WORK REQUEST:
State the number of lines in the records beneath that hold the word "with", and add nothing.

TASK MATERIAL:
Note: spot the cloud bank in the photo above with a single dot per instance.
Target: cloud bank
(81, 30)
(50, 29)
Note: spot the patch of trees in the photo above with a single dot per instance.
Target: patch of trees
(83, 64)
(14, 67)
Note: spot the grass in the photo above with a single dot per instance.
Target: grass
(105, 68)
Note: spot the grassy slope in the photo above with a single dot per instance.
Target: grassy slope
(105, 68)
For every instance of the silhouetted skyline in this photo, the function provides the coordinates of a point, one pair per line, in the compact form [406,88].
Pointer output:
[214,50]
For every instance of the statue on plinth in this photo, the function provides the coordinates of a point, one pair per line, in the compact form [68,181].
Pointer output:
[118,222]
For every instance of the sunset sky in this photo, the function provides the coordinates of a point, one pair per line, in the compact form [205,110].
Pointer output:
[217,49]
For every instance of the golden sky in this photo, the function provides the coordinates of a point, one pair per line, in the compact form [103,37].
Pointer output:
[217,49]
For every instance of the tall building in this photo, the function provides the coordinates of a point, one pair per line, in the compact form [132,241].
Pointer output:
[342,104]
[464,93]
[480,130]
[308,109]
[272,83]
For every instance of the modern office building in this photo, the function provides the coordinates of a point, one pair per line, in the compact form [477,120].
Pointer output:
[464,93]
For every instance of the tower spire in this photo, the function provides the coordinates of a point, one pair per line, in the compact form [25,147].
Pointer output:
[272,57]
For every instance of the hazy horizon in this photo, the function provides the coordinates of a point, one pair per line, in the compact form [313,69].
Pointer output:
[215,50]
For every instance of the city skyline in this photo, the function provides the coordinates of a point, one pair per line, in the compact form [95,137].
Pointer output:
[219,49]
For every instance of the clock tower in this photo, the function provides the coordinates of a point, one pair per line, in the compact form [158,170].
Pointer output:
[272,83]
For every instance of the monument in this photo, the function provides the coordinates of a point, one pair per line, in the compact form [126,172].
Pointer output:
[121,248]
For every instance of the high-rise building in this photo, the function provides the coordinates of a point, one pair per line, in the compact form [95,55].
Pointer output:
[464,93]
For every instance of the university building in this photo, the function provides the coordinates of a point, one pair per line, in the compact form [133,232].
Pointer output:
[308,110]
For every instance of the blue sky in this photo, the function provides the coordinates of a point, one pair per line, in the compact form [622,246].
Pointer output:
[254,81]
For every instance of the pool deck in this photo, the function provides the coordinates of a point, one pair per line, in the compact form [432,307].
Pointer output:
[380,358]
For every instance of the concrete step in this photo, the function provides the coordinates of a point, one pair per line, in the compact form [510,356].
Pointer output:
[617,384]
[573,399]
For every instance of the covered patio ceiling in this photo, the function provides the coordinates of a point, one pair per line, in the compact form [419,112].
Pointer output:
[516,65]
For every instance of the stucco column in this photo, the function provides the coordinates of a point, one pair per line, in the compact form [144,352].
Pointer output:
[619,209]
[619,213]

ANSWER FOR THE TASK:
4